§ **DIRECTIONS**: Arrange every record below as a two-column CSV with the header instruction,points, one row per record: the record's text goes under instruction and its answer under points, each as a single quoted field with line breaks replaced by spaces. Omit the pictures.

§ **Entries from a point annotation set**:
════
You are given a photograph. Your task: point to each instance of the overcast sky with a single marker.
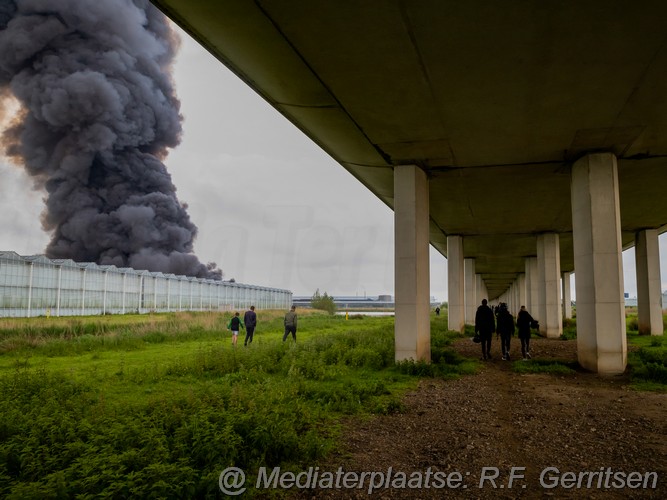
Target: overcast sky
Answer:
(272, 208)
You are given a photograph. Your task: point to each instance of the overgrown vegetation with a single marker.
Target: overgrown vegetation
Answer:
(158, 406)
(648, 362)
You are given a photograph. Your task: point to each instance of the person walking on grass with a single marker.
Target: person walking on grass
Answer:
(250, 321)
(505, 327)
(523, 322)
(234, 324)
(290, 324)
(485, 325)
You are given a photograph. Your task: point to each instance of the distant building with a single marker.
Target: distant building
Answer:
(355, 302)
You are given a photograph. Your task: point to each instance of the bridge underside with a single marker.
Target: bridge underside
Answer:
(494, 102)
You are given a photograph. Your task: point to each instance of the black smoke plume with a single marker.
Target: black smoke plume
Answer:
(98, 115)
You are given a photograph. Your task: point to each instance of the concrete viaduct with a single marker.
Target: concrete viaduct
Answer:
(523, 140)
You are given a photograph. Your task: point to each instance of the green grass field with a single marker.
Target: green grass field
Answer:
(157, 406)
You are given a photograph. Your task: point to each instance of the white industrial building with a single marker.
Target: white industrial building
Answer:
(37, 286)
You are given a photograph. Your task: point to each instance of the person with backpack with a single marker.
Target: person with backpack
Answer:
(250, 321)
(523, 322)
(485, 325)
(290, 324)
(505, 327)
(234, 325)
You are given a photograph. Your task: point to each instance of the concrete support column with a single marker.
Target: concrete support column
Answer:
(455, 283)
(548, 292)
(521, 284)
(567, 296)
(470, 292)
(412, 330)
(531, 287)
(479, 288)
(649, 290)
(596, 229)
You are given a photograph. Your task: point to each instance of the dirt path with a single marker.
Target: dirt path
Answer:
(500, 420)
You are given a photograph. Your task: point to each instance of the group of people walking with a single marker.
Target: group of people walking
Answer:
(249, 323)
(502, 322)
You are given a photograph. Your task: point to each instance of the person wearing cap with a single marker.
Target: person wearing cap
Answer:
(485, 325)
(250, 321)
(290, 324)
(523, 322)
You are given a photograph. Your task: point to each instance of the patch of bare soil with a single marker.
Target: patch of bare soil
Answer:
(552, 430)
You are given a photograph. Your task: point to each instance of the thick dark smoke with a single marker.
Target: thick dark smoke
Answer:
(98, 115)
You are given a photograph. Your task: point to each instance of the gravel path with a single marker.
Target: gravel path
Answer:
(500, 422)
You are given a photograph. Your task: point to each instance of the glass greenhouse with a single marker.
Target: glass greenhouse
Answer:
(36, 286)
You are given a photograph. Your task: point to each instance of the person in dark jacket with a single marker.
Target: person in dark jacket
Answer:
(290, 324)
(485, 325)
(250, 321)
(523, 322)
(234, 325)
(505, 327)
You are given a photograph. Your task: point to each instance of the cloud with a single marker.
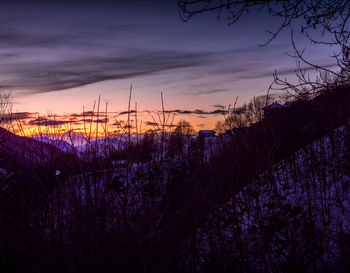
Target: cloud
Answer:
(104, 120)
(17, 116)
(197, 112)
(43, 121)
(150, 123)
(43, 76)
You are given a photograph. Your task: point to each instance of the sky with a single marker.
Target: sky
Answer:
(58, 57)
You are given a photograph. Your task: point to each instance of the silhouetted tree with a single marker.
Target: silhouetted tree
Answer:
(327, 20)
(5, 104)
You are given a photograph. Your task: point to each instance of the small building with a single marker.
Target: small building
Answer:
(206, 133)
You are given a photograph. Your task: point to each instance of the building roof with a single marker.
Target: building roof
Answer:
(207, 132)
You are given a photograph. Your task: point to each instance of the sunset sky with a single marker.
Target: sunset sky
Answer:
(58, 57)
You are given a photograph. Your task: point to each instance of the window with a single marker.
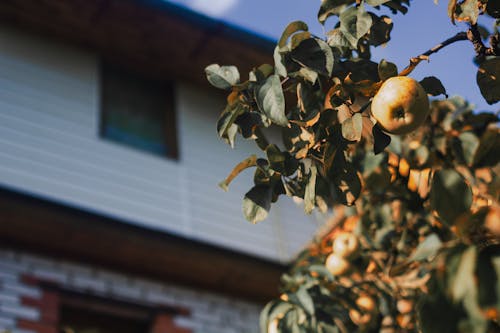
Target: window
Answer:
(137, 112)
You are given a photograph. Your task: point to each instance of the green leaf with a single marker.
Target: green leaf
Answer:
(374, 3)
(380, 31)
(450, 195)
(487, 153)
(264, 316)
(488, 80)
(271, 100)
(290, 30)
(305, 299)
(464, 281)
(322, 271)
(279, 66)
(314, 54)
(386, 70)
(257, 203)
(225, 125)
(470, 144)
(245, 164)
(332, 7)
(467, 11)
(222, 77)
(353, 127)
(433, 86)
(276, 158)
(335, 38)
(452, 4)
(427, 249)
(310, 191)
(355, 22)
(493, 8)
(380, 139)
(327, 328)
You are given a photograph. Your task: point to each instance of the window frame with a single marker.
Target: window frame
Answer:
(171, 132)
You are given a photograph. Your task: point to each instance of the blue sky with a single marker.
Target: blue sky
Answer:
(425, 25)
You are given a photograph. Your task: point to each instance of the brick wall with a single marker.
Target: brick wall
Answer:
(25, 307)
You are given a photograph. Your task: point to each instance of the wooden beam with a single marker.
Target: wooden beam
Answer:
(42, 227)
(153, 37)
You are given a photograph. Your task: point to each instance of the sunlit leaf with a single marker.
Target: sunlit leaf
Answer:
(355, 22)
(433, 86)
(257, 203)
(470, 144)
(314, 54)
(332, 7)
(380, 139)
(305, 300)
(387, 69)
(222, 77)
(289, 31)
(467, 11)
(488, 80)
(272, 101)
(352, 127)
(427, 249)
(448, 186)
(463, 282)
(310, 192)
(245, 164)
════
§ **ANSWER TO THIS TASK**:
instruction,points
"You are given a photograph. Your task: point to each instance of the overcast sky with a single marker. Target: overcast sky Answer:","(272, 208)"
"You are given a photograph. Your task: point to each instance of the overgrown vegetation with a single marker. Target: overgrown vegetation Answer:","(158, 406) (648, 362)"
"You are given a photograph. Your task: point to each instance of the person walking on grass with a single marker. Target: person walking on grass Answer:","(250, 321) (505, 327) (523, 322) (234, 324) (290, 324) (485, 325)"
"You are given a photograph. Your task: point to each instance of the distant building with a single marker. Target: distant building Answer:","(355, 302)"
"You are given a photograph. Your task: point to each instance of the bridge underside with a single marker. Target: bridge underside Answer:","(494, 102)"
"You are given a photograph. Your task: point to each instance of the black smoke plume with a single marker. Target: black smoke plume Answer:","(98, 115)"
"You are given a photograph. Your task: point to each instance of the concrete viaduct with a single marker. Target: concrete viaduct Answer:","(523, 140)"
"You are given a photograph. Your task: point to each instance of the green grass field with a single marker. Target: green grass field Answer:","(157, 406)"
"You are given a photograph. Your task: point to each instance of the white industrial building with a single marker. Target: white industrial building Answer:","(37, 286)"
"You are given a photograph. Your task: point to each instance of the person with backpack with a single marker. Target: person with backpack Answer:","(250, 321) (523, 322) (485, 325) (290, 324) (505, 327) (234, 325)"
"You are given a photograph. Your task: point to each instance of the concrete support column with a single marker. Target: concrete support column Answer:","(455, 283) (548, 292) (521, 284) (567, 296) (470, 292) (412, 330) (531, 287) (479, 288) (649, 290) (596, 229)"
"You are given a photograph. Your task: point to each instance of the dirt path with a single marker. Target: dirt path Answer:","(500, 420)"
"You are given a photograph. Your task: point to each instance of the group of people walking with a single marker. Target: group of people walking Answer:","(249, 323) (502, 322)"
"You are given a photograph. Your task: point to each instance of the person wearing cap with a single marker. Target: person wearing cap Answer:","(485, 325) (250, 321) (290, 324) (523, 322)"
"You are given a photograph. Your task: point to each instance of the patch of bare soil with a single marker. Target: patch of bare soil Answer:","(552, 430)"
"You are given a photograph. Your task: point to each instance of the thick dark smoke with a single marker. Target: thick dark smoke Answer:","(98, 115)"
"You are given a photograph. Your task: point to each instance of the gravel path with a single marker. Target: gravel path Answer:","(500, 422)"
"You are given a photograph. Your task: point to each instance of the glass greenhouse with a single marker. Target: glass greenhouse Answer:","(36, 286)"
"You are given a photograph. Your task: point to each instance of the person in dark jacket with a single marker. Target: person in dark jacket Answer:","(290, 324) (485, 325) (250, 321) (523, 322) (234, 325) (505, 327)"
"You are given a photograph. Your task: point to each instance of the cloud with a single marker. Target: cloud Answer:","(104, 120) (17, 116) (197, 112) (43, 121) (150, 123) (43, 76)"
"You are given a photograph. Your task: point to each instance of the sky with a single marker. Target: sky Answer:","(58, 57)"
"You are given a photograph. Your task: point to each instance of the silhouetted tree with a single marker. Target: silhouetted tree Answer:","(327, 20) (5, 104)"
"You are given a photograph. Your task: point to each instance of the small building with a single marker. Target: small building Answer:","(206, 133)"
"You are given a photograph. Your task: point to each instance of the building roof with a single marker. Target: building roof Answer:","(207, 132)"
"You are given a photograph. Your task: point to each instance of the sunset sky with a single marker. Target: sunset sky Answer:","(58, 57)"
"You are given a photograph. Your task: point to each instance of the window with a single marker. Target: window Answer:","(137, 112)"
"You are given a photograph. Your task: point to each instance of the green leaf with a single marker. Target: green leaf Answer:","(374, 3) (380, 31) (450, 195) (487, 153) (264, 316) (488, 80) (271, 100) (290, 30) (305, 299) (464, 281) (322, 271) (279, 66) (314, 54) (386, 70) (257, 203) (225, 125) (470, 144) (245, 164) (332, 7) (467, 11) (222, 77) (353, 127) (433, 86) (276, 158) (335, 38) (452, 4) (427, 249) (310, 191) (355, 22) (493, 8) (380, 139) (327, 328)"
"You are given a photograph. Your task: point to each instance of the window frame with a single marker. Target: window frame Answer:","(171, 132)"
"You are given a photograph. Your task: point to each instance of the blue sky with a single marker. Target: blue sky Answer:","(425, 25)"
"You are given a photograph. Your task: point to each instance of the brick wall with a single marker. Target: brick wall Answer:","(25, 307)"
"You are given a photograph. Your task: point to each instance of the wooden beam with a single marker. Target: wooden beam Answer:","(42, 227) (153, 37)"
"You are given a photograph. Your task: point to each instance of the sunlit leaf with a single marker. Target: sunlit leaf Answer:","(355, 22) (433, 86) (257, 203) (470, 144) (314, 54) (332, 7) (380, 139) (305, 300) (387, 69) (222, 77) (289, 31) (467, 11) (488, 80) (272, 101) (352, 127) (427, 249) (448, 186) (463, 282) (310, 192) (245, 164)"